⟨
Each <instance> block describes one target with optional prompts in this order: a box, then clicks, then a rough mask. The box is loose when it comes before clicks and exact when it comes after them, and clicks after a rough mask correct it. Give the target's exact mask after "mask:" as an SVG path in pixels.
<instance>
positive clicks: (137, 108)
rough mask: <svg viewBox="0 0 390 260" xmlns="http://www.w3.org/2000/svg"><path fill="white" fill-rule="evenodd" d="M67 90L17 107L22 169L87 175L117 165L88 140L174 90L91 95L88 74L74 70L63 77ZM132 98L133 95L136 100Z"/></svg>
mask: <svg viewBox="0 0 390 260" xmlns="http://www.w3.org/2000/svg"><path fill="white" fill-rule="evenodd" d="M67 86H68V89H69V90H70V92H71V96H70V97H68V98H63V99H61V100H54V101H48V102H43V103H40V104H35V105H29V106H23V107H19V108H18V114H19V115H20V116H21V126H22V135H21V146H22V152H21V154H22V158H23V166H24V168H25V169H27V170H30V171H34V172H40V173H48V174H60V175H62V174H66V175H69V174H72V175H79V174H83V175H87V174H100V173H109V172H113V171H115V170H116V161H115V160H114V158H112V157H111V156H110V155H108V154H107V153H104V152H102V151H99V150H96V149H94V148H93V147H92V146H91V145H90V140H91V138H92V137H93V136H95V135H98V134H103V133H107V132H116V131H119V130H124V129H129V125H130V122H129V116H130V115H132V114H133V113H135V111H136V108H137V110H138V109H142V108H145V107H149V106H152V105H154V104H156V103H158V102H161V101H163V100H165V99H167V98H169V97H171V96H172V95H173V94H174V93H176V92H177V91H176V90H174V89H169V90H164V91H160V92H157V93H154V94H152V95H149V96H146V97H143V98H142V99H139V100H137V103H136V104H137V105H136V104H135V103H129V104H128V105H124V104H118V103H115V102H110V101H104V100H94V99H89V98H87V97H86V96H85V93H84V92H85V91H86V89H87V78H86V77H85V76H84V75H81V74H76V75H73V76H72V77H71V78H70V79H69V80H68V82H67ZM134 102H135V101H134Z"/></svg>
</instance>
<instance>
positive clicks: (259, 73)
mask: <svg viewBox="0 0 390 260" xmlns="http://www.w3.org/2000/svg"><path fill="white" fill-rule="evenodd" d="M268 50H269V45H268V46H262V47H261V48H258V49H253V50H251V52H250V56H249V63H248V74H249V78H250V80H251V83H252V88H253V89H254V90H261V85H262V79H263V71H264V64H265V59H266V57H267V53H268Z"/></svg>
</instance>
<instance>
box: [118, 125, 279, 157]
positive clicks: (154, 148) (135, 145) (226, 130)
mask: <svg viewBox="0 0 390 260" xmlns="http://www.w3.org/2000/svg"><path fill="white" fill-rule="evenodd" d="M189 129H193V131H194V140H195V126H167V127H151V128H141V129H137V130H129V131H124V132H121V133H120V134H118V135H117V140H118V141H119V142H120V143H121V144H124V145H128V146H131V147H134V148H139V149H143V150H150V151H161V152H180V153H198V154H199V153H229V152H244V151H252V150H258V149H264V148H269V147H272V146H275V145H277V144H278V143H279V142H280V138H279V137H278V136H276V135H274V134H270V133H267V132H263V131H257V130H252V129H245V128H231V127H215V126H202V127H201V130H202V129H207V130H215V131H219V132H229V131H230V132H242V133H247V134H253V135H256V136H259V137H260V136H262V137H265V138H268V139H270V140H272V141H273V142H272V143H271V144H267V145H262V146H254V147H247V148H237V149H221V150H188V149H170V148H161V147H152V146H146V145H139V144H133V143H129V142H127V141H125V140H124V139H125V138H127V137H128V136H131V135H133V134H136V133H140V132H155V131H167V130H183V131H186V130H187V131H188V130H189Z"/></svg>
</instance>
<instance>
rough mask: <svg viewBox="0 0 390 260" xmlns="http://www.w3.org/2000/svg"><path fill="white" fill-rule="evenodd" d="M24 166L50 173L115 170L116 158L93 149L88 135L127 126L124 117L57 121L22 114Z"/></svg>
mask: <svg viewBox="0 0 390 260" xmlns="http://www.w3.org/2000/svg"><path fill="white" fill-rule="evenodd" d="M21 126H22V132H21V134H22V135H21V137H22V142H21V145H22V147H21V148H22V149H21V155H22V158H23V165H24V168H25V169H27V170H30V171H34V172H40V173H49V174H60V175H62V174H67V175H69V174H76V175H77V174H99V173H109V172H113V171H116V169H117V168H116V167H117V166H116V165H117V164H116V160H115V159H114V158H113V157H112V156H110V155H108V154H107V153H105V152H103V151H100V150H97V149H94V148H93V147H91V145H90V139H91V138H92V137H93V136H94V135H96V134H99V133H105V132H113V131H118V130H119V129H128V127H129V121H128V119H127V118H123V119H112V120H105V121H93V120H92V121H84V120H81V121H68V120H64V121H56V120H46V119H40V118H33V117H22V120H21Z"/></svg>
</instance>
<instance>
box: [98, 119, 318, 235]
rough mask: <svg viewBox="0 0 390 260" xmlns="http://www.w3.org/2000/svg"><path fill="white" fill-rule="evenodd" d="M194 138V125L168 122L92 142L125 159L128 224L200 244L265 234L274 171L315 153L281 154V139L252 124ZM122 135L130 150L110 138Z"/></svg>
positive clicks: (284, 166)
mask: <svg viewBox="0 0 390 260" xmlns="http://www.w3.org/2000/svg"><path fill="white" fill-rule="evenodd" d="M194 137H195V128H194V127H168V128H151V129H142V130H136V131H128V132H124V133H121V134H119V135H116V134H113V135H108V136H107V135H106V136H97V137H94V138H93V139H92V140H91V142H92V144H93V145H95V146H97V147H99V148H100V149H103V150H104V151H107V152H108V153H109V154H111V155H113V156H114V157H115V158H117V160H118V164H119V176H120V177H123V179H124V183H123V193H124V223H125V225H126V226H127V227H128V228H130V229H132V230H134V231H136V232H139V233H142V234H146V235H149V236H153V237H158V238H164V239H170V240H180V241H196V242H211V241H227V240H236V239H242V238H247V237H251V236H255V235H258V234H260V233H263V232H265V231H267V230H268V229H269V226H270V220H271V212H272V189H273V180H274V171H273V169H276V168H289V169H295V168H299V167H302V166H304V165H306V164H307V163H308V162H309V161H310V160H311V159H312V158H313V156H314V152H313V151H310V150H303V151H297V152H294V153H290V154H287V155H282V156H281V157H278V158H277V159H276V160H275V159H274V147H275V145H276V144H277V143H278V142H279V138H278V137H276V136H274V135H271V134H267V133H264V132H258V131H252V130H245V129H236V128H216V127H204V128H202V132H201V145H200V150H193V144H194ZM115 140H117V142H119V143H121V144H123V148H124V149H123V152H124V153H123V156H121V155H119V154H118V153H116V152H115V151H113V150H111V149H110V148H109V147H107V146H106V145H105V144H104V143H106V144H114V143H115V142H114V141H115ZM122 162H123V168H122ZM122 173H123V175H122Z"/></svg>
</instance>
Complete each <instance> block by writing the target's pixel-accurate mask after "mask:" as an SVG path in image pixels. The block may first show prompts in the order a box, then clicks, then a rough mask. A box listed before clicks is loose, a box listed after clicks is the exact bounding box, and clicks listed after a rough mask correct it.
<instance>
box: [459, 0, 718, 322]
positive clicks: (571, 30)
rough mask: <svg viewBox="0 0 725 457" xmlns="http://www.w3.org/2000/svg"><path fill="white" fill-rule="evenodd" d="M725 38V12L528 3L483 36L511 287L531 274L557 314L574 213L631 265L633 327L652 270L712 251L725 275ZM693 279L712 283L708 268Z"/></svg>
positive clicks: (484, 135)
⟩
=== Description of the task ===
Report each line of the listing above that uses the word "after".

=== Result ===
Each <instance> block describes one target with optional prompts in this order: a box, then clicks, then a rough mask. The box is loose when it comes before clicks and exact when it comes after them, and clicks after a rough mask correct it. Give the target's exact mask after "mask:" as an SVG path in pixels.
Complete each <instance> block by writing the target's pixel-accurate mask after "mask:" as an SVG path in image pixels. The block may first show prompts in the order a box, then clicks, then a rough mask. A box listed before clicks is loose, a box listed after clicks is the exact bounding box, and clicks listed after a rough mask correct it.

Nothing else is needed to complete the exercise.